Items listed in a dataset
===

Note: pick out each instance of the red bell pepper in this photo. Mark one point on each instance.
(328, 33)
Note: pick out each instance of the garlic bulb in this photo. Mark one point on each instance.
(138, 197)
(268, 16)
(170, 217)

===

_WHAT THE TASK REQUIRES_
Would you repeat, exactly and with nothing added, every line from the line containing "Note: pick out each instance of the garlic" through the last line of the records above?

_SOLUTION_
Note: pick out each instance of the garlic bulb in this photo. Mark one point on each instance.
(138, 197)
(268, 16)
(170, 217)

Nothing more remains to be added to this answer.